In the posts about Babel below, where does the narrow street leading to the writer's home end?

*Text to read*.
..............................
June 10, 2011 by Peter Lowry

It would be good to write about the provincial race in Babel.

To-date, there isn’t one.

It’d be so great to write about the Liberal candidate in Babel.

To-date, there isn’t one.

A year ago our mayoralty candidate was canvassing in Babel.

And, with hard work, he won.

_____________________

Watch out, watch out, the NIMBY’s are out.

June 9, 2011 by Peter Lowry

A NIMBY is an urban phenomenon.  The word means ‘Not in my back yard’ and applies to those people who appear suddenly when a developer attempts to improve a neighbourhood by building something new or novel, or unusual.  Whatever it is, they will object to it.  This is so prevalent at times that if someone tries to get a building permit for a respectable doghouse in their own backyard, there is an immediate line formed of neighbours complaining about possible disruption, noise, smell or possible loss of sunshine on their homes.

At Babel City Council, the other evening, we got ourselves mistaken for a NIMBY.  It was accidental.  The real concern is that access and egress from where we live, which is by way of a very narrow street.  It is not only narrow but the street ends at the creek in a cul-de-sac.

A developer is planning an even higher condominium tower on the other side of our narrow street. The proposed building, which looks very good, by the way, was an excellent excuse to remind City Council that we voters, who already enjoy the neighbourhood, would like to have assured access to our property for ourselves, our visitors and for emergency vehicles.

The problem is not the new development but is the tendency for tourists, when enjoying some of our lakefront events, to ignore posted restrictions when parking their vehicles.  In fact, they park anywhere they damn well please.  They scale fences.  They fertilize our bushes.  The adults and their litters, litter.  We welcome them as visitors to Babel but we sometimes lack a warm feeling towards them when they are disrespectful of our laws and our sense of decency.

The presentation we made to council was light on comment about the proposed development and heavy on discussion of the parking problem. We concluded our brief dissertation with an admonishment to council to take better care of our street for us.
..............................
*Material supplied*.
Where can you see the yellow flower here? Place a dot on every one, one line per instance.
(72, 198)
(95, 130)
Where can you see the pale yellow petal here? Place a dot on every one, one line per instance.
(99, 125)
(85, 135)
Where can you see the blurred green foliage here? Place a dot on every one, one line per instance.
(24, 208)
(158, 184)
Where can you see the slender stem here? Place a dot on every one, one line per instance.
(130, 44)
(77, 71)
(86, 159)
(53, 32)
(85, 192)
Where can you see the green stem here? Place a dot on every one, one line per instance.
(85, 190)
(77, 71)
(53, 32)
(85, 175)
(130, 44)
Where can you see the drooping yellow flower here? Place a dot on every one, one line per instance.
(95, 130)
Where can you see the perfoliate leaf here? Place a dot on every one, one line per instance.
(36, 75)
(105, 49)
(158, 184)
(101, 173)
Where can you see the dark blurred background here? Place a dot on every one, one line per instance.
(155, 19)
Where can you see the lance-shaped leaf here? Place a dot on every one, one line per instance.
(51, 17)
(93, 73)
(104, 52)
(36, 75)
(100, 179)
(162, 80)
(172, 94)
..............................
*Final result*. It ends at the creek in a cul-de-sac.